%%

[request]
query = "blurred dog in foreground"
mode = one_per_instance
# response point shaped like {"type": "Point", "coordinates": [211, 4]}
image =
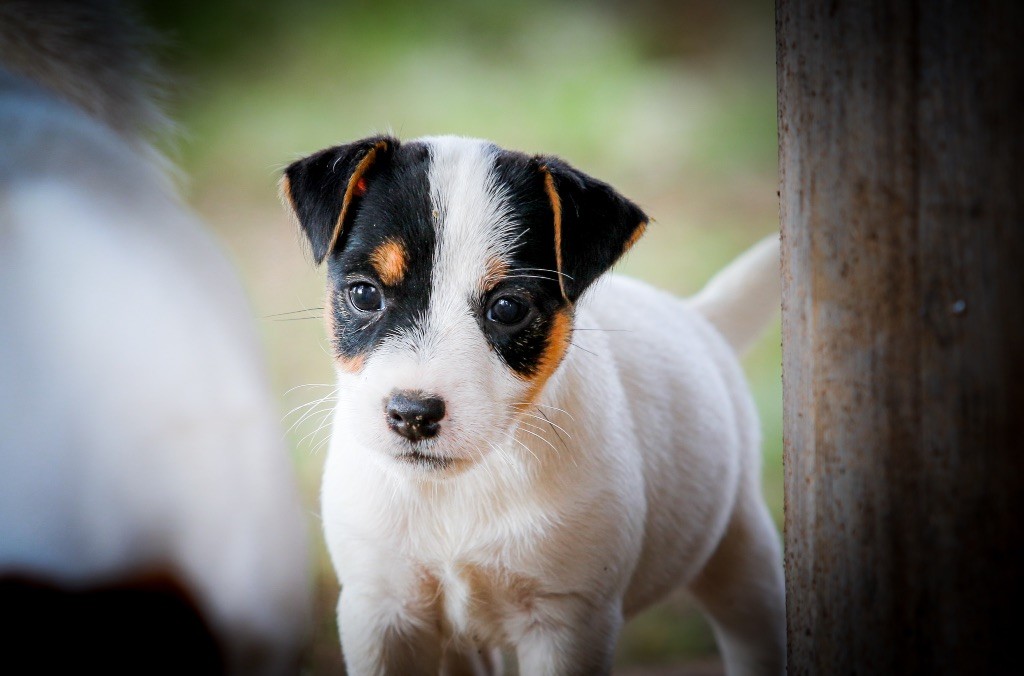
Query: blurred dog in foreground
{"type": "Point", "coordinates": [524, 456]}
{"type": "Point", "coordinates": [148, 517]}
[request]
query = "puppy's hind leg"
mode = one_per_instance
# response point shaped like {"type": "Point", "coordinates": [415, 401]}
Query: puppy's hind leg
{"type": "Point", "coordinates": [466, 661]}
{"type": "Point", "coordinates": [742, 590]}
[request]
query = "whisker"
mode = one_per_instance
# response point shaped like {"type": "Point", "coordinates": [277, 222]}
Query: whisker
{"type": "Point", "coordinates": [304, 309]}
{"type": "Point", "coordinates": [546, 406]}
{"type": "Point", "coordinates": [291, 389]}
{"type": "Point", "coordinates": [547, 420]}
{"type": "Point", "coordinates": [583, 348]}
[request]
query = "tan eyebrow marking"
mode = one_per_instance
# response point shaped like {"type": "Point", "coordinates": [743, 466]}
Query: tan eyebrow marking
{"type": "Point", "coordinates": [390, 260]}
{"type": "Point", "coordinates": [497, 269]}
{"type": "Point", "coordinates": [352, 189]}
{"type": "Point", "coordinates": [556, 207]}
{"type": "Point", "coordinates": [637, 234]}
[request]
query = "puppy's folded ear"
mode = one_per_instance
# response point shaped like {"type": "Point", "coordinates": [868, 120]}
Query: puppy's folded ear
{"type": "Point", "coordinates": [594, 224]}
{"type": "Point", "coordinates": [322, 188]}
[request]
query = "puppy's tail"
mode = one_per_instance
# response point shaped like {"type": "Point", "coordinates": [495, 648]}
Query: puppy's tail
{"type": "Point", "coordinates": [94, 54]}
{"type": "Point", "coordinates": [745, 296]}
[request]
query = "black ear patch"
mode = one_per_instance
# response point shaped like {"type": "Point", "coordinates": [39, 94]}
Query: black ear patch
{"type": "Point", "coordinates": [321, 188]}
{"type": "Point", "coordinates": [594, 224]}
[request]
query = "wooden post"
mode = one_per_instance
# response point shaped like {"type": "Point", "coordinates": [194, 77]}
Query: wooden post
{"type": "Point", "coordinates": [902, 203]}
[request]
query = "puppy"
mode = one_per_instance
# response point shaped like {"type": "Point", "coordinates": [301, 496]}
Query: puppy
{"type": "Point", "coordinates": [524, 457]}
{"type": "Point", "coordinates": [150, 520]}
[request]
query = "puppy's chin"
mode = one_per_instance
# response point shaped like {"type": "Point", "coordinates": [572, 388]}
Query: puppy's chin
{"type": "Point", "coordinates": [423, 461]}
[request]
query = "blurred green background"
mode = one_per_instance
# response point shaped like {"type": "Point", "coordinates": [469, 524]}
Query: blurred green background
{"type": "Point", "coordinates": [673, 102]}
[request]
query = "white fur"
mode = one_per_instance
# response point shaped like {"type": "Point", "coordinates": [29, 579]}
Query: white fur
{"type": "Point", "coordinates": [637, 471]}
{"type": "Point", "coordinates": [138, 430]}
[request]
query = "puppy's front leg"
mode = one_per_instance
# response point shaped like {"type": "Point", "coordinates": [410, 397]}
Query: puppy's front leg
{"type": "Point", "coordinates": [576, 639]}
{"type": "Point", "coordinates": [382, 635]}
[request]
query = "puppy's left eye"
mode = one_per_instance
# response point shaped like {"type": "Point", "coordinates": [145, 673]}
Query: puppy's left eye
{"type": "Point", "coordinates": [507, 310]}
{"type": "Point", "coordinates": [366, 297]}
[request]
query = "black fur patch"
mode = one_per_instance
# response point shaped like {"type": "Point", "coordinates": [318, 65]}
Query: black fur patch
{"type": "Point", "coordinates": [531, 265]}
{"type": "Point", "coordinates": [317, 184]}
{"type": "Point", "coordinates": [592, 222]}
{"type": "Point", "coordinates": [150, 626]}
{"type": "Point", "coordinates": [597, 223]}
{"type": "Point", "coordinates": [396, 206]}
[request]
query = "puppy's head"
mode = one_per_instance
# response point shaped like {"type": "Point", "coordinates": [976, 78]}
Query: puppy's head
{"type": "Point", "coordinates": [453, 269]}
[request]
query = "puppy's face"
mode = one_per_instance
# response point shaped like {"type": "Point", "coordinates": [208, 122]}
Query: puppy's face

%%

• **AIM**
Copy each line exactly, and leave the pictures out of your copy.

• **RESULT**
[request]
query = "blurred dog in foreground"
mode = one_per_instance
# response point shaped like {"type": "Point", "coordinates": [211, 4]}
image =
Query: blurred dog in foreground
{"type": "Point", "coordinates": [524, 456]}
{"type": "Point", "coordinates": [148, 517]}
[request]
query = "puppy's hind leg"
mode = one_per_instance
# response point shaped like {"type": "Point", "coordinates": [415, 401]}
Query: puppy's hind leg
{"type": "Point", "coordinates": [466, 661]}
{"type": "Point", "coordinates": [742, 590]}
[request]
query = "whisker"
mode = one_per_instance
# response point shaped like {"type": "Point", "coordinates": [277, 222]}
Query: whisker
{"type": "Point", "coordinates": [304, 309]}
{"type": "Point", "coordinates": [546, 406]}
{"type": "Point", "coordinates": [291, 389]}
{"type": "Point", "coordinates": [547, 420]}
{"type": "Point", "coordinates": [583, 348]}
[request]
query = "tan eyebrow marking"
mode = one_per_instance
# response point shaped like {"type": "Point", "coordinates": [743, 466]}
Query: tan eyebrow marking
{"type": "Point", "coordinates": [390, 260]}
{"type": "Point", "coordinates": [497, 269]}
{"type": "Point", "coordinates": [352, 189]}
{"type": "Point", "coordinates": [556, 207]}
{"type": "Point", "coordinates": [637, 234]}
[request]
query = "puppy's folded ear"
mode = one_per_instance
# response point shaped like {"type": "Point", "coordinates": [868, 120]}
Query: puppy's folded ear
{"type": "Point", "coordinates": [594, 224]}
{"type": "Point", "coordinates": [322, 188]}
[request]
query = "puppy's tail"
mode = one_per_instance
# response point shaped like {"type": "Point", "coordinates": [495, 648]}
Query: puppy's tail
{"type": "Point", "coordinates": [94, 54]}
{"type": "Point", "coordinates": [745, 296]}
[request]
query = "black ear patch"
mode = one_per_instance
# response point shaped like {"type": "Point", "coordinates": [39, 94]}
Query: black ear patch
{"type": "Point", "coordinates": [321, 188]}
{"type": "Point", "coordinates": [594, 224]}
[request]
query = "wooden post"
mode = one_per_instance
# response point shaped like {"type": "Point", "coordinates": [194, 77]}
Query: wooden post
{"type": "Point", "coordinates": [902, 203]}
[request]
query = "puppy"
mode = one_per_instance
# response point shaped like {"type": "Point", "coordinates": [301, 496]}
Query: puppy
{"type": "Point", "coordinates": [524, 457]}
{"type": "Point", "coordinates": [150, 520]}
[request]
query = "puppy's chin"
mode = one_per_instance
# response point shaped like {"type": "Point", "coordinates": [572, 388]}
Query: puppy's chin
{"type": "Point", "coordinates": [423, 461]}
[request]
query = "blurred green background"
mode = one_per_instance
# response point shaped like {"type": "Point", "coordinates": [469, 524]}
Query: blurred green background
{"type": "Point", "coordinates": [673, 102]}
[request]
query = "white fur"
mode = one_per_instance
# response point shaped like {"type": "Point", "coordinates": [29, 579]}
Query: white fur
{"type": "Point", "coordinates": [637, 471]}
{"type": "Point", "coordinates": [138, 430]}
[request]
query = "puppy's front leg"
mode = one_per_instance
# response point shaped like {"type": "Point", "coordinates": [410, 397]}
Query: puppy's front leg
{"type": "Point", "coordinates": [576, 639]}
{"type": "Point", "coordinates": [382, 635]}
[request]
query = "puppy's left eye"
mode = one_per_instance
# response point shaped like {"type": "Point", "coordinates": [145, 673]}
Query: puppy's left eye
{"type": "Point", "coordinates": [507, 310]}
{"type": "Point", "coordinates": [366, 297]}
[request]
query = "black fur patch"
mode = one_per_instance
# response point shaped like {"type": "Point", "coordinates": [318, 65]}
Query: black fur patch
{"type": "Point", "coordinates": [531, 265]}
{"type": "Point", "coordinates": [317, 184]}
{"type": "Point", "coordinates": [592, 222]}
{"type": "Point", "coordinates": [150, 626]}
{"type": "Point", "coordinates": [597, 223]}
{"type": "Point", "coordinates": [396, 206]}
[request]
query = "puppy's head"
mode = one_per_instance
# response point shaped like {"type": "Point", "coordinates": [976, 78]}
Query: puppy's head
{"type": "Point", "coordinates": [453, 269]}
[request]
query = "puppy's face"
mode = one_per_instance
# response point shaped like {"type": "Point", "coordinates": [208, 122]}
Query: puppy's face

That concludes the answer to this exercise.